**WHAT IS EXPECTED:** Can you rewrite the listing below with every "Domain" replaced by "Category" and nothing else changed? Leave the pictures out.

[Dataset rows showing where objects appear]
==================================================
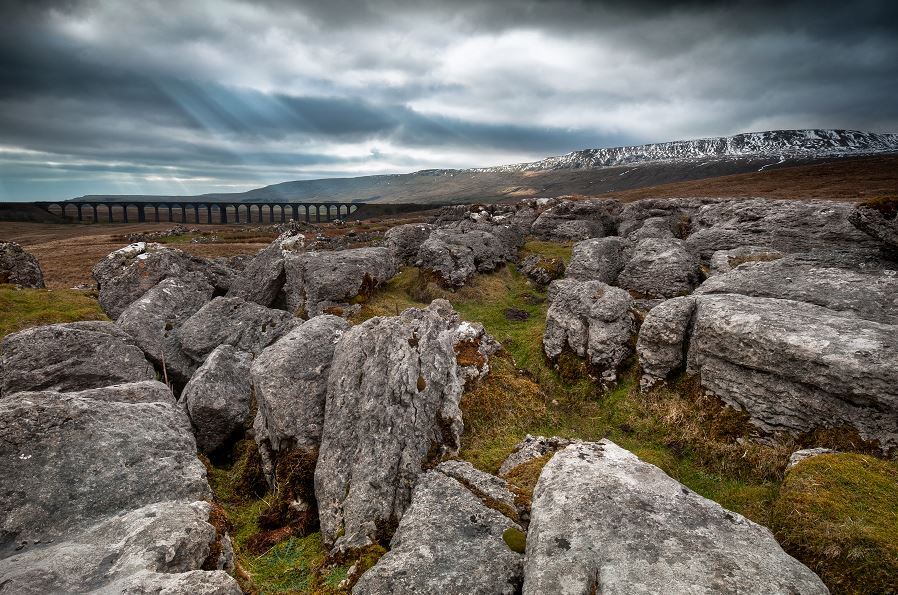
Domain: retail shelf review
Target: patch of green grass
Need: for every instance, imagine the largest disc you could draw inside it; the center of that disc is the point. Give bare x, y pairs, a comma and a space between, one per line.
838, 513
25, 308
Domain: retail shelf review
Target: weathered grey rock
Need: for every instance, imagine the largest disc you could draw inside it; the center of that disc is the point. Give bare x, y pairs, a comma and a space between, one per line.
==================================================
**EXERCISE ANSWER:**
Category: retail shelf review
Target: patch of green grass
Need: for every instance, imagine the largest disc you could draw inside it; the center of that disc is the point. Give bare x, y pairs, a comma and a space between, one per line.
838, 513
25, 308
Category: retail shelf review
Target: weathered grey rock
Need: for every instance, imagine the largest disc you could draw inside it; the center of that disc is the point. Give bare x, y pairs, a comma and a space between, one per line.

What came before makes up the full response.